Passage provided -
== Segment start ==

Sandoz Group AG delivered strong Q1 2026 results, with total net sales reaching $2.76 billion, an 11% year-over-year increase. The biosimilar division generated $853 million, up 18% at constant currencies, now accounting for 31% of total revenue versus 27% in Q1 2025.
CEO Richard Saynor reaffirmed full-year 2026 guidance, emphasizing the company positioning to capture the accelerating biosimilar opportunity as biologic patent expiries approach.
North America led with net sales up 12% at constant currencies, driven by biosimilar uptake. In Europe, biosimilar net sales grew double-digit, benefiting from the Afqlir (aflibercept) launch and strong Hyrimoz (adalimumab) and Binocrit (epoetin alfa) performances.
The generics division reported a 3% decline at constant currencies. This divergence between biosimilar growth and generic pressure reflects broader industry dynamics: biosimilars offer higher margins, longer product life cycles, and less price competition versus traditional generics.

== Segment end ==

What you will do -
a) In the passage on Sandoz's Q1 2026 results, what percentage of total revenue did the biosimilar division account for in Q1 2026?
b) For each statement, say whether it agrees with the passage on Sandoz's Q1 2026 results, and quote the words that decide it. (i) Total net sales rose 11% year over year. (ii) The generics division grew 3% at constant currencies. (iii) Richard Saynor lowered full-year 2026 guidance.
None of the lines are needed.

Stored data entries:

== Segment start ==

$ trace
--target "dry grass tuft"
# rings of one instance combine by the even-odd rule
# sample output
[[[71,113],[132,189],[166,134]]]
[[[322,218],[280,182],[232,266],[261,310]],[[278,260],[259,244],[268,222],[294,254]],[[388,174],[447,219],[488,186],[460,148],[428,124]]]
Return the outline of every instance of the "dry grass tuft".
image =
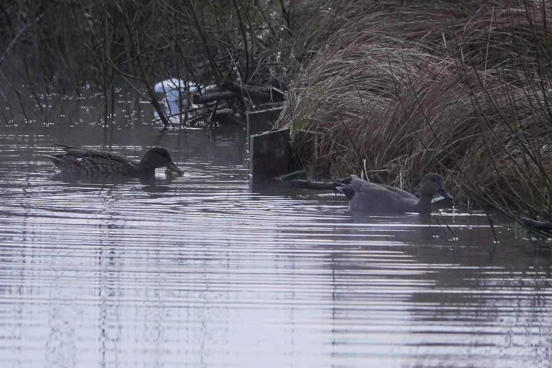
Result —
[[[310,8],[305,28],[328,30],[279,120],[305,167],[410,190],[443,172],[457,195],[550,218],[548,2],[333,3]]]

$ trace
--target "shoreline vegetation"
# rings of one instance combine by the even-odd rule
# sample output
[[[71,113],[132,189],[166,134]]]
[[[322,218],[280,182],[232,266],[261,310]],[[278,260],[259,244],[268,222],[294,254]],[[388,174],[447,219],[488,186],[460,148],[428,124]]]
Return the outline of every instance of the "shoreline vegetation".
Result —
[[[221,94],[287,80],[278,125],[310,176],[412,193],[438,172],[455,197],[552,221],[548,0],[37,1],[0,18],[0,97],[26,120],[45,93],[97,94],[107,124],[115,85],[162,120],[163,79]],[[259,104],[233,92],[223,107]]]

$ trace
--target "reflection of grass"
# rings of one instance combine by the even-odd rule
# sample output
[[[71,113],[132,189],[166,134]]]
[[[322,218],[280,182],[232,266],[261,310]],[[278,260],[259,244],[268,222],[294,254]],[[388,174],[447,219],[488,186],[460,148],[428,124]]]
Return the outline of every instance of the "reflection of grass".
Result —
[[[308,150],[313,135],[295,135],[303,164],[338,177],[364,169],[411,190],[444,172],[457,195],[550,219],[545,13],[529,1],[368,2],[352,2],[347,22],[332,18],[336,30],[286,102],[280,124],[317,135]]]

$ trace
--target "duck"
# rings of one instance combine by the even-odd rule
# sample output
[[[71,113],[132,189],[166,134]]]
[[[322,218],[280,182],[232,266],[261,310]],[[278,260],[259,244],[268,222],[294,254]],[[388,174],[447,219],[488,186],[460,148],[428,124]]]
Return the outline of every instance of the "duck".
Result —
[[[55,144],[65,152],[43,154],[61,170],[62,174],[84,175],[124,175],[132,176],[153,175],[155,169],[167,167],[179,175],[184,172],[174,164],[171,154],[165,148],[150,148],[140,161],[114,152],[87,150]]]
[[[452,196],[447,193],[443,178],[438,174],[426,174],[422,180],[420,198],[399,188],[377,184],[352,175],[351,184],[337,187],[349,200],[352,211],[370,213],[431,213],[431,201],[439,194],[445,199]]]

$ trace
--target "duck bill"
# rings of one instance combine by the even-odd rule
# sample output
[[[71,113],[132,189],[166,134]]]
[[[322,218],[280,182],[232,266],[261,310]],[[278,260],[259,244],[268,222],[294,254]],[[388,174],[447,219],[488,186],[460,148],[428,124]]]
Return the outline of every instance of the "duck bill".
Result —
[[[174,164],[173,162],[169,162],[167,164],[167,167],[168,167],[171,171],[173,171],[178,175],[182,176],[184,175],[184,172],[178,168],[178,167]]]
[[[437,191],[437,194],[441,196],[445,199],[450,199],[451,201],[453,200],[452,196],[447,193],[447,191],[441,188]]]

== Segment end ==

Answers provided -
a) 31%

b)
(i) Yes: "an 11% year-over-year increase"
(ii) No: "The generics division reported a 3% decline at constant currencies."
(iii) No: "reaffirmed full-year 2026 guidance"